* Tarefa 1 *
Liste todos os nomes próprios de lugares (cidades, estados, parques e casas) que aparecem no trecho fornecido, sem repetir nenhum.
* Tarefa 2 *
Transcreva do trecho fornecido, sem nenhuma alteração, a passagem que vai de "Nesta instalação que" até "março de 2014.", incluindo essas palavras.

* Trecho fornecido *

────────

Nesta instalação que chamo de instalação compartilhada, o publico compartilhou a performance escrevendo seus sonhos nos papeis e penduraram nos pregos da instalação...
Ate o final da exposição os visitantes poderam participar com seus sonhos...
conselheiro de cultura e o artista plástico Ubiratan Fernandes
Canela, Rio Grande do Sul, Solar Azul do Galo Cantante, março de 2014.
Numa manhã de domingo, daquelas em que o sol prevê o outono, visito o ateliê da artista Kira Luá (São Paulo/SP, 1963). Localizado no sopé do Parque das Sequóias, o lugar exala inspiração por todos os lados. Singelas e coloridas habitações são rodeadas de jardins e esculturas, que compõem a camuflagem caleidoscópica desta paisagem.
O convite para conhecer este recanto da artista chegou recentemente, a propósito da exposição OS PREGOS SERVEM PARA PENDURAR COISAS E PRENDER SONHOS..., selecionada pelo edital do IV Prêmio do Instituto Estadual de Artes Visuais / IEAVi – distinto concurso público para a divulgação e valorização da produção artística contemporânea do Rio Grande do Sul – que esperamos seja tão duradouro, quanto a qualidade dos seus artistas.

────────

* Material fornecido *
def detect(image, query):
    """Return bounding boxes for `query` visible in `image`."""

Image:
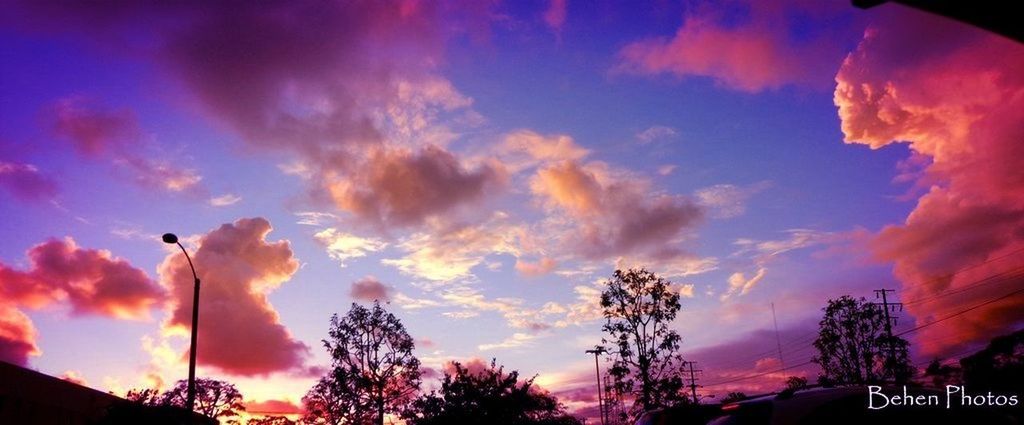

────────

* Resposta 1 *
Canela; Rio Grande do Sul; Solar Azul do Galo Cantante; São Paulo/SP; Parque das Sequóias

* Resposta 2 *
Nesta instalação que chamo de instalação compartilhada, o publico compartilhou a performance escrevendo seus sonhos nos papeis e penduraram nos pregos da instalação...
Ate o final da exposição os visitantes poderam participar com seus sonhos...
conselheiro de cultura e o artista plástico Ubiratan Fernandes
Canela, Rio Grande do Sul, Solar Azul do Galo Cantante, março de 2014.